(Records from a point labeling set)
"""

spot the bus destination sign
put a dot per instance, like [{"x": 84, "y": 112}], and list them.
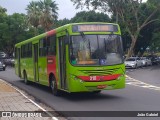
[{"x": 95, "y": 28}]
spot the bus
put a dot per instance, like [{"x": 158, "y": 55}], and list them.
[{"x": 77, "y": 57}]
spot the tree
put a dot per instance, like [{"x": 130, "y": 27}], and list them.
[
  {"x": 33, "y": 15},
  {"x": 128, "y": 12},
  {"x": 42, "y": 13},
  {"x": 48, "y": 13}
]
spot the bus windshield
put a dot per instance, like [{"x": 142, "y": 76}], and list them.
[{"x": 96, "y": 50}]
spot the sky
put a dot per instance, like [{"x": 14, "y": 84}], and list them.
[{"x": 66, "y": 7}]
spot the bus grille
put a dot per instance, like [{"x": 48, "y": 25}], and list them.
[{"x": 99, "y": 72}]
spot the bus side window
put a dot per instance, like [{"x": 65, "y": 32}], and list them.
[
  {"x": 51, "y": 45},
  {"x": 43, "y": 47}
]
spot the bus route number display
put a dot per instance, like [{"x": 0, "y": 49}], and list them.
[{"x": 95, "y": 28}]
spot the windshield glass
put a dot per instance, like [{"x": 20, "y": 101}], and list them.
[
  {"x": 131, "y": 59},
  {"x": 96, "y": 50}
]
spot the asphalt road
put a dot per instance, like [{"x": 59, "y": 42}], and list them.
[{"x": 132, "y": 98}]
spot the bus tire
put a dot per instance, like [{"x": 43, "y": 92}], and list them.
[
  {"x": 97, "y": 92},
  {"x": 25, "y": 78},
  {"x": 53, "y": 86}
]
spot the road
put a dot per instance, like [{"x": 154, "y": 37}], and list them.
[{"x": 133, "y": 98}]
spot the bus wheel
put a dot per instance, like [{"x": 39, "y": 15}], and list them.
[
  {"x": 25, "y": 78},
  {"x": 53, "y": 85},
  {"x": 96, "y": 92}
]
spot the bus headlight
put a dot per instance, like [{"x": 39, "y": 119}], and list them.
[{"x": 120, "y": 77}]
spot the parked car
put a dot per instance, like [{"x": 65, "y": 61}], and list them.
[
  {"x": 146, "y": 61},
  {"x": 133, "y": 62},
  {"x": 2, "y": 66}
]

"""

> _TASK BRIEF_
Make an exact copy of the listing above. Do not include the pictures.

> _THE REPLY_
spot the bus destination sign
put a dot per instance, like [{"x": 84, "y": 112}], and list them.
[{"x": 95, "y": 28}]
spot the bus
put a dot per instance, like [{"x": 158, "y": 55}], and list them.
[{"x": 77, "y": 57}]
spot the tree
put a dot per instance, like [{"x": 130, "y": 27}], and list them.
[
  {"x": 33, "y": 15},
  {"x": 128, "y": 12},
  {"x": 42, "y": 13},
  {"x": 48, "y": 13}
]
spot the bus windshield
put a dot per instance, like [{"x": 142, "y": 76}], and list them.
[{"x": 96, "y": 50}]
spot the sky
put a dot per instance, like [{"x": 14, "y": 84}], and list them.
[{"x": 66, "y": 7}]
spot the bus grille
put a dot per instance, like [{"x": 48, "y": 25}], and list them.
[{"x": 99, "y": 72}]
spot the bus side window
put a dot per instance, like [{"x": 65, "y": 32}], and list them.
[
  {"x": 51, "y": 45},
  {"x": 43, "y": 47}
]
spot the bus route number display
put a dot per instance, like [{"x": 0, "y": 49}], and list them.
[{"x": 95, "y": 28}]
spot the windshield glass
put a dot per instance, like [{"x": 20, "y": 101}], and list them.
[
  {"x": 131, "y": 59},
  {"x": 96, "y": 50}
]
spot the asphalt road
put a dot per instance, like [{"x": 59, "y": 42}], and list them.
[{"x": 132, "y": 98}]
spot the bus tire
put a dot per instance, like [{"x": 43, "y": 92}], and list them.
[
  {"x": 97, "y": 92},
  {"x": 25, "y": 78},
  {"x": 53, "y": 86}
]
spot the road
put a dot per instance, like [{"x": 154, "y": 37}], and list them.
[{"x": 133, "y": 98}]
spot the bus wheel
put a dot per instance, like [{"x": 39, "y": 15}], and list them.
[
  {"x": 25, "y": 78},
  {"x": 53, "y": 85},
  {"x": 96, "y": 92}
]
spot the bus headlight
put a dot per instance, like [{"x": 39, "y": 119}], and list them.
[{"x": 120, "y": 77}]
spot the parked car
put a dot per instance, like [{"x": 65, "y": 61}], and list them.
[
  {"x": 146, "y": 61},
  {"x": 133, "y": 62},
  {"x": 2, "y": 66}
]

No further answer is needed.